Your goal: The answer must match the listing exactly, with every line written out again.
==== Data under study ====
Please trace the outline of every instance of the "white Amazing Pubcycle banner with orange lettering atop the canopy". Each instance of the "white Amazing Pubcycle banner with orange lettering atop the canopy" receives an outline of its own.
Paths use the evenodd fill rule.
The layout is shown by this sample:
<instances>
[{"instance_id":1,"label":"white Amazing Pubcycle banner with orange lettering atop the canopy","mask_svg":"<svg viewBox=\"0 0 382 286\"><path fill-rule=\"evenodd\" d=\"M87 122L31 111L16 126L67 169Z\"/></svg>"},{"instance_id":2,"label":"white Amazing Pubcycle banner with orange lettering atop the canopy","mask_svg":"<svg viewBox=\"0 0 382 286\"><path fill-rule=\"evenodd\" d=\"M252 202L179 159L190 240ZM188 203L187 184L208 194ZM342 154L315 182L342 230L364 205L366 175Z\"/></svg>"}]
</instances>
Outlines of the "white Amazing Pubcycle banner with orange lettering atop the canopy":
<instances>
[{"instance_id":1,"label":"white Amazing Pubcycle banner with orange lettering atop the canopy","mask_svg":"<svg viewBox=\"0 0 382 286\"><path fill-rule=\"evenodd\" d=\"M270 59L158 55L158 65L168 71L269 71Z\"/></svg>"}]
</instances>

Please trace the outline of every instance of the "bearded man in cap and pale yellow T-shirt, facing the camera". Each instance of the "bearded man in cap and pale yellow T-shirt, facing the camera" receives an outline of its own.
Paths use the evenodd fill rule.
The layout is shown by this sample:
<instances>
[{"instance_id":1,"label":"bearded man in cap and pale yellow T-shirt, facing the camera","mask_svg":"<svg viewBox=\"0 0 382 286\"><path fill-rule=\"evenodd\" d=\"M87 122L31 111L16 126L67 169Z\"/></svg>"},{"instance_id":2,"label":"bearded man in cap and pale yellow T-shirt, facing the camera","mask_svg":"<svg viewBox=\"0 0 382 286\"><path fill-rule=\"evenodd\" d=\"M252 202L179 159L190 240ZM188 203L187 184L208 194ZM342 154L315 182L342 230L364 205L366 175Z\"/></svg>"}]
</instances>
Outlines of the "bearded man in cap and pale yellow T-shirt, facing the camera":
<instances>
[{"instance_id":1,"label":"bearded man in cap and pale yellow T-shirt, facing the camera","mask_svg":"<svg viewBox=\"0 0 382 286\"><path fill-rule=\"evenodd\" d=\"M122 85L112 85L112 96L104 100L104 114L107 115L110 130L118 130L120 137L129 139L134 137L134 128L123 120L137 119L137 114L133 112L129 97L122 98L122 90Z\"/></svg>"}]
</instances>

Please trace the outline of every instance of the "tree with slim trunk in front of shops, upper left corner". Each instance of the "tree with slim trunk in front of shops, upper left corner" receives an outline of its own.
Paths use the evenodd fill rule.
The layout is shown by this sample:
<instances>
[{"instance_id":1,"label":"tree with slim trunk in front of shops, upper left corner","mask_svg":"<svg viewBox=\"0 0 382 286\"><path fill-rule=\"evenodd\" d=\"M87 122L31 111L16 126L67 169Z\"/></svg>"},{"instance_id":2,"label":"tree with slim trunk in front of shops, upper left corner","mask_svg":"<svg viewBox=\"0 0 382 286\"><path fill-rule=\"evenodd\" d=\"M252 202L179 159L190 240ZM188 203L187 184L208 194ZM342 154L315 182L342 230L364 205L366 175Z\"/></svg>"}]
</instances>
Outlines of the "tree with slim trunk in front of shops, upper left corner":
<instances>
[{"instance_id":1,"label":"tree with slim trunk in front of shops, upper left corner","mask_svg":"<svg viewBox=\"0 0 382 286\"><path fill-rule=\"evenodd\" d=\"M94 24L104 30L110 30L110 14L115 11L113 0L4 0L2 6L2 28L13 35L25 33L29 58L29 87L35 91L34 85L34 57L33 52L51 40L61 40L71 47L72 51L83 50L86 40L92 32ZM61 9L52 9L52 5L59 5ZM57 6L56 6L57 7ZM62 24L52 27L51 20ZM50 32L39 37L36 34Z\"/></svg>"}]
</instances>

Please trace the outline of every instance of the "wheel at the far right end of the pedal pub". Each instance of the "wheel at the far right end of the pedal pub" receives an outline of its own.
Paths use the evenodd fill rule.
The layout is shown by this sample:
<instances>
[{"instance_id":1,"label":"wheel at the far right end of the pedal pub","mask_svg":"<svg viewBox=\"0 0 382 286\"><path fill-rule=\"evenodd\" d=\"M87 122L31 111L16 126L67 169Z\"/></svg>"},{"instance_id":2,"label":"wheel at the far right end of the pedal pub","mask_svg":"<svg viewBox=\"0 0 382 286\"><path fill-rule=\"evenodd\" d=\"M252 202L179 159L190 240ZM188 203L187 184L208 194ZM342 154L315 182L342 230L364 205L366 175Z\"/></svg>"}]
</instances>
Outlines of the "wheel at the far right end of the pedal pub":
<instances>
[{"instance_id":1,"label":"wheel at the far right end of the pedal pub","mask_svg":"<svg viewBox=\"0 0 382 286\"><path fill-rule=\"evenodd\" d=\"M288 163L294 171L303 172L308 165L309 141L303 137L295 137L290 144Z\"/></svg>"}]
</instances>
====
Result for this exercise:
Please trace the outline of every instance of the "white Amazing Pubcycle banner with orange lettering atop the canopy". Each instance of the "white Amazing Pubcycle banner with orange lettering atop the canopy" receives an outline of its own.
Paths use the evenodd fill rule.
The layout is shown by this sample:
<instances>
[{"instance_id":1,"label":"white Amazing Pubcycle banner with orange lettering atop the canopy","mask_svg":"<svg viewBox=\"0 0 382 286\"><path fill-rule=\"evenodd\" d=\"M87 122L31 111L16 126L67 169Z\"/></svg>"},{"instance_id":2,"label":"white Amazing Pubcycle banner with orange lettering atop the canopy","mask_svg":"<svg viewBox=\"0 0 382 286\"><path fill-rule=\"evenodd\" d=\"M252 202L179 159L190 240ZM188 203L187 184L208 194ZM342 154L315 182L342 230L364 205L366 175Z\"/></svg>"}]
</instances>
Outlines of the "white Amazing Pubcycle banner with orange lettering atop the canopy":
<instances>
[{"instance_id":1,"label":"white Amazing Pubcycle banner with orange lettering atop the canopy","mask_svg":"<svg viewBox=\"0 0 382 286\"><path fill-rule=\"evenodd\" d=\"M270 59L158 55L158 65L168 71L269 71Z\"/></svg>"}]
</instances>

Please trace the outline of every instance of the "bearded man in cap and pale yellow T-shirt, facing the camera". Each instance of the "bearded man in cap and pale yellow T-shirt, facing the camera" receives an outline of its own.
Paths use the evenodd fill rule.
The layout is shown by this sample:
<instances>
[{"instance_id":1,"label":"bearded man in cap and pale yellow T-shirt, facing the camera","mask_svg":"<svg viewBox=\"0 0 382 286\"><path fill-rule=\"evenodd\" d=\"M87 122L31 111L16 126L67 169Z\"/></svg>"},{"instance_id":2,"label":"bearded man in cap and pale yellow T-shirt, facing the camera","mask_svg":"<svg viewBox=\"0 0 382 286\"><path fill-rule=\"evenodd\" d=\"M252 202L179 159L190 240ZM188 203L187 184L208 194ZM342 154L315 182L342 230L364 205L366 175Z\"/></svg>"}]
</instances>
Outlines of the "bearded man in cap and pale yellow T-shirt, facing the camera":
<instances>
[{"instance_id":1,"label":"bearded man in cap and pale yellow T-shirt, facing the camera","mask_svg":"<svg viewBox=\"0 0 382 286\"><path fill-rule=\"evenodd\" d=\"M122 85L112 85L112 96L104 100L104 114L107 115L110 130L118 130L120 137L129 139L134 137L134 128L123 120L137 119L137 114L133 112L129 97L122 98L122 90Z\"/></svg>"}]
</instances>

Please trace the outline of every instance of the "tree with slim trunk in front of shops, upper left corner". Each instance of the "tree with slim trunk in front of shops, upper left corner" receives an outline of its own.
Paths use the evenodd fill rule.
The layout is shown by this sample:
<instances>
[{"instance_id":1,"label":"tree with slim trunk in front of shops, upper left corner","mask_svg":"<svg viewBox=\"0 0 382 286\"><path fill-rule=\"evenodd\" d=\"M87 122L31 111L16 126L67 169Z\"/></svg>"},{"instance_id":2,"label":"tree with slim trunk in front of shops, upper left corner","mask_svg":"<svg viewBox=\"0 0 382 286\"><path fill-rule=\"evenodd\" d=\"M252 202L179 159L190 240ZM188 203L187 184L208 194ZM342 154L315 182L342 230L364 205L366 175Z\"/></svg>"}]
</instances>
Outlines of the "tree with slim trunk in front of shops, upper left corner":
<instances>
[{"instance_id":1,"label":"tree with slim trunk in front of shops, upper left corner","mask_svg":"<svg viewBox=\"0 0 382 286\"><path fill-rule=\"evenodd\" d=\"M94 24L104 30L110 30L110 14L115 11L113 0L4 0L2 6L2 28L13 35L25 33L29 58L29 87L35 91L34 85L34 57L33 52L51 40L61 40L71 47L72 51L83 50L86 40L92 32ZM61 9L52 9L52 5L59 5ZM57 6L56 6L57 7ZM62 24L52 27L51 20ZM50 32L39 37L36 34Z\"/></svg>"}]
</instances>

Please trace the outline of every instance of the "wheel at the far right end of the pedal pub". Each instance of the "wheel at the far right end of the pedal pub" receives an outline of its own.
Paths use the evenodd fill rule.
The layout is shown by this sample:
<instances>
[{"instance_id":1,"label":"wheel at the far right end of the pedal pub","mask_svg":"<svg viewBox=\"0 0 382 286\"><path fill-rule=\"evenodd\" d=\"M87 122L31 111L16 126L67 169Z\"/></svg>"},{"instance_id":2,"label":"wheel at the far right end of the pedal pub","mask_svg":"<svg viewBox=\"0 0 382 286\"><path fill-rule=\"evenodd\" d=\"M252 202L179 159L190 240ZM188 203L187 184L208 194ZM342 154L315 182L342 230L364 205L366 175Z\"/></svg>"}]
</instances>
Outlines of the "wheel at the far right end of the pedal pub":
<instances>
[{"instance_id":1,"label":"wheel at the far right end of the pedal pub","mask_svg":"<svg viewBox=\"0 0 382 286\"><path fill-rule=\"evenodd\" d=\"M288 163L294 171L303 172L308 165L309 141L303 137L295 137L290 144Z\"/></svg>"}]
</instances>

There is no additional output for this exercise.